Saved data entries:

#####

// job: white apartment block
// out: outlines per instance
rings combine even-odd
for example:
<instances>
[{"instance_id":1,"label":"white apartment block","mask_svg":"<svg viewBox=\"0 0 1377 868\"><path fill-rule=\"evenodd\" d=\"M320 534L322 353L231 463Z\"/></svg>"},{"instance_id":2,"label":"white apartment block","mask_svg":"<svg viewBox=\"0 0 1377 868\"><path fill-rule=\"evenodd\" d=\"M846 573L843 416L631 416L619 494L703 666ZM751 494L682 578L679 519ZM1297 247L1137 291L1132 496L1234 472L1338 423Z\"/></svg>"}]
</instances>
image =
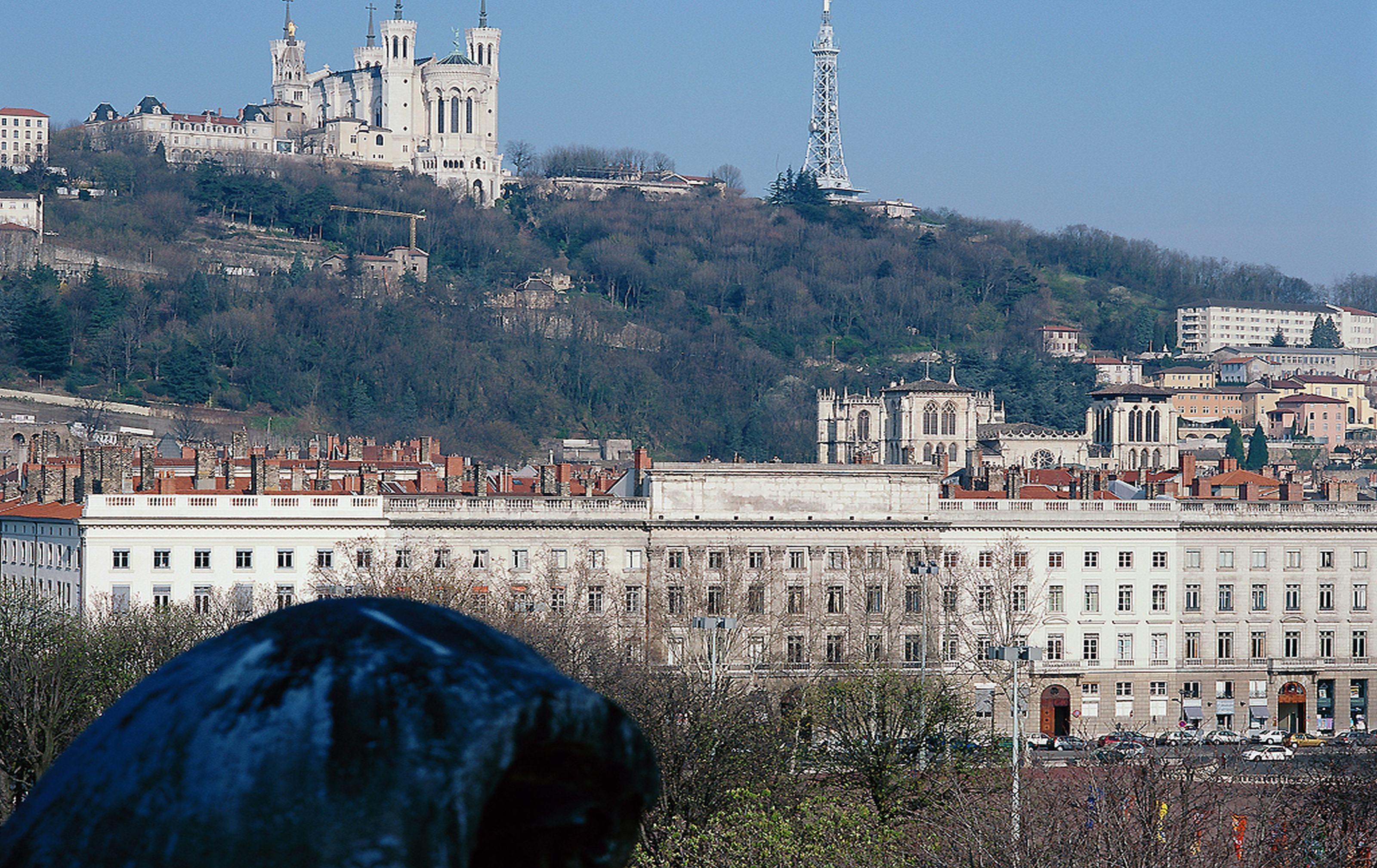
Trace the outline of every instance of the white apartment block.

#####

Instructions to follow:
Reproduce the stretch from the start of the entries through the line containing "<instances>", changing "even-odd" to "nonzero" and leaving everything else untouched.

Exercise answer:
// job: white apartment block
// out: outlines per instance
rings combine nonzero
for example:
<instances>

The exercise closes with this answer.